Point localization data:
◆ ◆ ◆ ◆ ◆

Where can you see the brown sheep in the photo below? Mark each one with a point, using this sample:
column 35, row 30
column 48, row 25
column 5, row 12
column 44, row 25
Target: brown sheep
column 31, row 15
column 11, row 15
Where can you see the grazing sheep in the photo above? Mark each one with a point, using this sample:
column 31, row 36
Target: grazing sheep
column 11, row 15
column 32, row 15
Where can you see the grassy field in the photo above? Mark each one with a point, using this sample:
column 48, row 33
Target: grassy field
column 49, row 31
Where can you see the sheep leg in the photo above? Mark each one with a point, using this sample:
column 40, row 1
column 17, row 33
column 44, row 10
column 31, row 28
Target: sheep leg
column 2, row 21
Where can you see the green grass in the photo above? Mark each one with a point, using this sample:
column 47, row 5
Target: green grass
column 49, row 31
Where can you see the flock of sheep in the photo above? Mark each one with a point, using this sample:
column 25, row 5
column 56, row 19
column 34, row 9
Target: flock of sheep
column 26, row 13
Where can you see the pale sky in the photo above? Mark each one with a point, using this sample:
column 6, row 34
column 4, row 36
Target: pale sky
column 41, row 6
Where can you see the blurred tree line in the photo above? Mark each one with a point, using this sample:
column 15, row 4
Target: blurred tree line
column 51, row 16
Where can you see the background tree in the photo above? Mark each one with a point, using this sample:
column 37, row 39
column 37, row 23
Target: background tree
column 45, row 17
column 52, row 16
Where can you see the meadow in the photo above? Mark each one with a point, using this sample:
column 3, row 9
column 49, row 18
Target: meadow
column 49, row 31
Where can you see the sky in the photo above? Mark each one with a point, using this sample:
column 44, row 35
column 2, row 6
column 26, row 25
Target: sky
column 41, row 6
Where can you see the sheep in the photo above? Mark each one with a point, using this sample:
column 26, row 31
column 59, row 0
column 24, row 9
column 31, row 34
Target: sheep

◆ ◆ ◆ ◆ ◆

→ **YOUR TASK**
The lines holding the word "above" are the answer. Pull them out of the records and copy them.

→ **ANSWER TO THIS EXERCISE**
Where can you see the grazing sheep in the photo above? Mark each one with a point, using this sample:
Where can you see the grassy field in the photo above? Mark each one with a point, using this sample:
Where can you see the sheep leg in the photo above? Mark each one with a point, using this sample:
Where can you see the green grass in the photo above? Mark each one with a point, using this sample:
Where can you see the flock of sheep in the photo above? Mark each one with a point, using this sample:
Where can you see the pale sky in the photo above? Mark each one with a point, using this sample:
Where can you see the blurred tree line in the photo above? Mark each one with a point, using this sample:
Where can you see the background tree in the photo above? Mark each one with a point, using this sample:
Where can you see the meadow in the photo above? Mark each one with a point, using this sample:
Where can you see the sky in the photo above? Mark each one with a point, using this sample:
Where can you see the sheep in the photo above? Mark each one with a point, using this sample:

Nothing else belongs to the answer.